### Sélection
#####
Ça a commencé avant que je connaisse la philo. Je ne pouvais pas vraiment
mettre de mot-là dessus mais, inconsciemment, je crois que j’avais compris
comment fonctionnaient ses romans : on le lit à un certain âge, on ne
comprend pas tout. Puis, au fur et à mesure de l’existence, des études ou
d’autres lectures, on découvre tout ce qui y était caché. Quand j’étais en
seconde, j’ai écrit un roman où un personnage se retrouvait dans un livre. J’y
avais dissimulé beaucoup de notions qu’on voyait en cours de français, parce
que je trouvais ça amusant, et que je voulais que le roman résonne dans la tête
de ceux qui suivent leurs cours de français. Un peu comme ça a été le cas avec
Pullman et les cours de philo pour moi. Je pense que quand j’ai commencé à
écrire Masques, en 2011 (il est sorti en 2017, gros travail !),
c’était clairement lui que j’avais en tête. C’est un roman fantastique young
adult, une quête de reliques religieuses à la Indiana Jones, que l’on peut
lire simplement pour l’histoire, ou que l’on peut lire pour réfléchir sur la
liberté d’être ce que l’on veut, contre un déterminisme social qui nous enferme
dans un rôle et dans le regard des autres.
Je n’aime pas particulièrement la fantasy, alors A la croisée des
mondes ne sera jamais un modèle en ce sens-là. Je n’écrirai pas plus de
fantasy. Mais, avec mes goûts, mes domaines de spécialité et mes connaissances,
je continuerai à écrire des romans autour de réflexions philosophiques. Et en
parlant de réflexion philosophique, il est temps d’aborder la complexité
exceptionnelle du dernier tome sorti de la saga, la Communauté des esprits.
On y retrouve Lyra qui a vingt ans et désormais la capacité de se séparer
de son daemon, Pantalaimon. Entre eux, ça ne va pas fort : depuis que Lyra
s’est mise à lire le roman d’un philosophe matérialiste, elle en vient à croire
que tout ce qui relève de l’esprit, de l’âme, de l’interprétation n’existe pas.
#####
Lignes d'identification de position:
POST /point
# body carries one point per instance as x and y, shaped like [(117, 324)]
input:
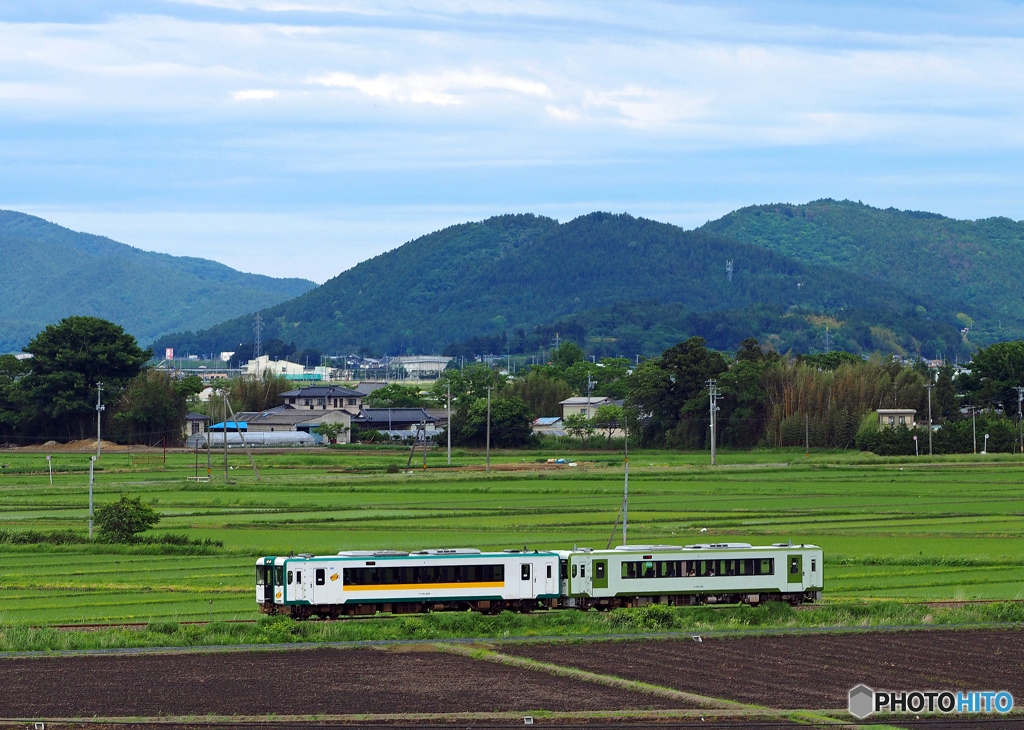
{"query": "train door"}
[(796, 568), (585, 582), (527, 578)]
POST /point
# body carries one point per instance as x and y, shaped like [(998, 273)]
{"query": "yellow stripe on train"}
[(420, 586)]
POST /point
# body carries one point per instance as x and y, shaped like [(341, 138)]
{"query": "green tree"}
[(511, 425), (669, 393), (541, 391), (567, 354), (69, 359), (121, 521), (154, 406), (331, 431), (395, 395), (608, 418), (471, 382), (945, 406), (578, 426)]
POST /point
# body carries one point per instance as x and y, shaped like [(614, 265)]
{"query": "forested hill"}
[(51, 272), (974, 267), (513, 272)]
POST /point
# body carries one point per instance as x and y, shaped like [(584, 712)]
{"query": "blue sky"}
[(298, 138)]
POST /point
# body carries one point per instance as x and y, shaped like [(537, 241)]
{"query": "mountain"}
[(974, 267), (514, 273), (51, 272)]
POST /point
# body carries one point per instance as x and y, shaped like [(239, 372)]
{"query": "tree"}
[(608, 418), (578, 426), (567, 354), (154, 406), (395, 395), (541, 391), (69, 359), (511, 425), (331, 431), (121, 521)]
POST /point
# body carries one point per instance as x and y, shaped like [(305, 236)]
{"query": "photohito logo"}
[(864, 701)]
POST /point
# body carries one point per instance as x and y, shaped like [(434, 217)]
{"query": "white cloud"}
[(254, 94), (443, 88)]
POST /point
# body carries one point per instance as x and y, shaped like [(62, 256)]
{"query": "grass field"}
#####
### Problèmes à résoudre
- 1) Quel âge a Lyra dans la Communauté des esprits, d'après la sélection ?
- 2) Citez la sélection depuis « Je n’aime pas » jusqu'à « l’interprétation n’existe pas. » inclus.
Vous n'aurez pas besoin de ces lignes.

### Liste des solutions
- 1) Vingt ans.

- 2)
Je n’aime pas particulièrement la fantasy, alors A la croisée des
mondes ne sera jamais un modèle en ce sens-là. Je n’écrirai pas plus de
fantasy. Mais, avec mes goûts, mes domaines de spécialité et mes connaissances,
je continuerai à écrire des romans autour de réflexions philosophiques. Et en
parlant de réflexion philosophique, il est temps d’aborder la complexité
exceptionnelle du dernier tome sorti de la saga, la Communauté des esprits.
On y retrouve Lyra qui a vingt ans et désormais la capacité de se séparer
de son daemon, Pantalaimon. Entre eux, ça ne va pas fort : depuis que Lyra
s’est mise à lire le roman d’un philosophe matérialiste, elle en vient à croire
que tout ce qui relève de l’esprit, de l’âme, de l’interprétation n’existe pas.